- [SET EXERCISE]:
Answer from the court opinion:
1. On what date was the case decided?
2. In which county does the indictment say the taking occurred?
3. Which element does petitioner argue the indictment fails to mention?

- [SOURCE DOCUMENT]:

━━━━━━━━

Supreme Court of South Carolina.

Marvin J. LOCKE, Petitioner, v. STATE of South Carolina, Respondent.

No. 25146.

Decided: June 12, 2000

Chief Attorney Daniel T. Stacey, of the South Carolina Office of Appellate Defense, of Columbia, for petitioner. Attorney General Charles M. Condon, Chief Deputy Attorney General John W. McIntosh, Assistant Deputy Attorney General Teresa A. Knox, and Assistant Attorney General Matthew M. McGuire, all of Columbia, for respondent.

Petitioner filed a petition for a writ of certiorari seeking review of the dismissal of his application for post-conviction relief (PCR).   We grant the petition for a writ of certiorari on petitioner's Question 1, dispense with further briefing, and affirm the PCR judge's order.   Certiorari is denied as to petitioner's remaining Questions.

Petitioner was indicted for “strong arm robbery” in violation of S.C.Code Section 16-11-325 (Supp.1999).   The text of the indictment read as follows:

The Defendant ․ did in York County, on or about July 10, 1996, assist and act together with others in the felonious taking of goods and/or monies from the person or presence of Calvin Burris, Jr., by means of force or intimidation, such goods and/or monies being described as follows:  Approximately Two Thousand and NO/100 ($2000.00) Dollars in U.S. Currency and a cellular telephone, with the intent to deprive the owner permanently of such goods and/or monies, all in violation of the Common Law of South Carolina, penalty provided under Section 16-11-325, Code of Laws of South Carolina, (1976), as amended.

Petitioner argues that the indictment fails to allege the essential elements of the common law robbery offense because the indictment does not mention asportation.   Petitioner contends that because the indictment fails to allege the essential elements of the offense, the indictment is jurisdictionally deficient.   Therefore, petitioner concludes, the trial court lacked the jurisdiction to try him for common law robbery.

 While petitioner did not raise this issue at his PCR hearing, subject matter jurisdiction issues may be raised at any time.   See Weinhauer v. State, 334 S.C. 327, 513 S.E.2d 840 (1999) (issue of subject matter jurisdiction may be raised for the first time on appeal).

━━━━━━━━

- [DATASET EXTRACT]:
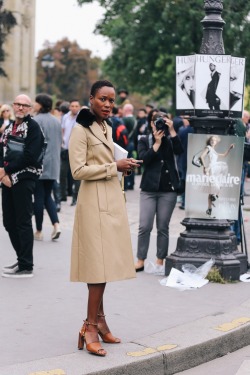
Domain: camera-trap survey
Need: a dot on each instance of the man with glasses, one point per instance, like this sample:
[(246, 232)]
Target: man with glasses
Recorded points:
[(18, 177)]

━━━━━━━━

- [SOLUTION BELOW]:
1. June 12, 2000
2. York County
3. Asportation